#### TESTO MOSTRATO
MONiTOR Italia
  • Home
  • temi
    • culture
    • iniziative
    • italia
    • lavoro
    • migrazioni
    • recensioni
    • rifiuti
    • sanità
    • scuola
  • città
    • bologna
    • milano
    • napoli
    • roma
    • torino
  • foto
    • fotoreportage
    • fotogallerie
  • autori
  • edizioni
  • napoli MONiTOR
lavoro
13 Marzo 2014

Argentina, la fabbrica sin patron

Monitor
(archivio disegni napolimonitor)

Dal n. 209 di Una città / gennaio 2014

All’indomani della crisi in Argentina, molti operai occuparono le fabbriche chiuse e abbandonate dai padroni e le rimisero in produzione; gli ostacoli legali, l’appoggio dei quartieri, la necessità, una volta da soli, di decidere di salario, disciplina e organizzazione del lavoro; un’esperienza, quella dell’autogestione delle imprese argentine, che continua. Intervista ad Aldo Marchetti (giornalista, è stato direttore di diverse riviste di cultura. Ha insegnato Sociologia del lavoro nell’Università Statale di Milano e in quella di Brescia. Il libro di cui si parla nell’intervista è Fabbriche aperte, L’esperienza delle imprese recuperate dai lavoratori in Argentina, Il Mulino, 2013).

Nel corso della crisi che ha colpito l’Argentina nei primi anni Duemila alcune fabbriche sono state occupate e recuperate dai lavoratori. Puoi raccontare?

La storia delle imprese recuperate, che è un’esperienza di autogestione operaia, comincia con la crisi economica del 2001, che ha portato al fallimento dello Stato e a una crisi politica durante la quale si sono succeduti tre o quattro governi durati pochi mesi, sino a che, dopo le elezioni del 2003, è stato eletto il governo di Nestor Kirchner, che ha posto le basi per una ripresa economica e che ha portato l’Argentina a svilupparsi a un ritmo del 6-8% all’anno; una ripresa che è durata sostanzialmente fino agli anni recenti, quando anche sull’Argentina comincia a pesare la crisi economica mondiale. Parliamo di un tracollo – questa è ormai la versione comunemente accettata – dovuto a un utilizzo indiscriminato delle politiche neoliberiste, quindi svendita dell’industria pubblica ai privati, completa apertura del mercato interno a quello internazionale, finanziarizzazione dell’economia, deregolamentazione del mercato del lavoro. Tutto questo, in un contesto di grave crisi economica, ha portato alla chiusura di migliaia e migliaia di fabbriche, alla fuga dei capitali all’estero, fino allo scontro sociale che ha visto in pochi giorni quasi una quarantina di morti nelle strade, e poi manifestazioni e barricate in tutto il paese. Ricordiamo ancora le immagini della gente camminare battendo le pentole vuote e degli assalti al Bancomat e ai supermercati.
########
#### CONTENUTO DEL DATASET
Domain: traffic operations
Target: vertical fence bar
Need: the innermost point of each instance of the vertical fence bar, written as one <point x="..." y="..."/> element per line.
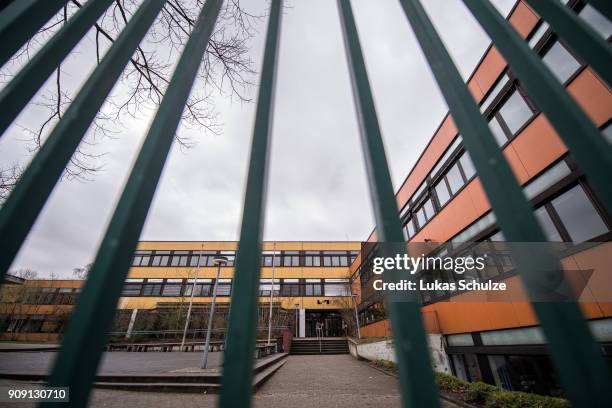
########
- ELENCO ATTIVITÀ:
A. Secondo il testo mostrato, in quale anno inizia la crisi economica da cui prende avvio la storia delle imprese recuperate?
B. Indica se ciascuna affermazione concorda con il testo mostrato: (i) la ripresa avviata dal governo di Nestor Kirchner ha fatto crescere l'Argentina a un ritmo del 6-8% all'anno; (ii) il libro Fabbriche aperte è uscito presso Il Mulino nel 2010; (iii) Aldo Marchetti ha insegnato Sociologia del lavoro all'Università di Torino.
C. Trascrivi dal testo mostrato il passo che comincia con "Nel corso della" e prosegue fino a "lavoratori. Puoi raccontare?".
Il materiale non interviene in alcun modo in queste attività.

- RISPOSTE ALLE ATTIVITÀ:
A. Nel 2001.

B.
(i) Sì: "ha portato l’Argentina a svilupparsi a un ritmo del 6-8% all’anno"
(ii) No: "Il Mulino, 2013"
(iii) No: "Ha insegnato Sociologia del lavoro nell’Università Statale di Milano e in quella di Brescia"

C.
Nel corso della crisi che ha colpito l’Argentina nei primi anni Duemila alcune fabbriche sono state occupate e recuperate dai lavoratori. Puoi raccontare?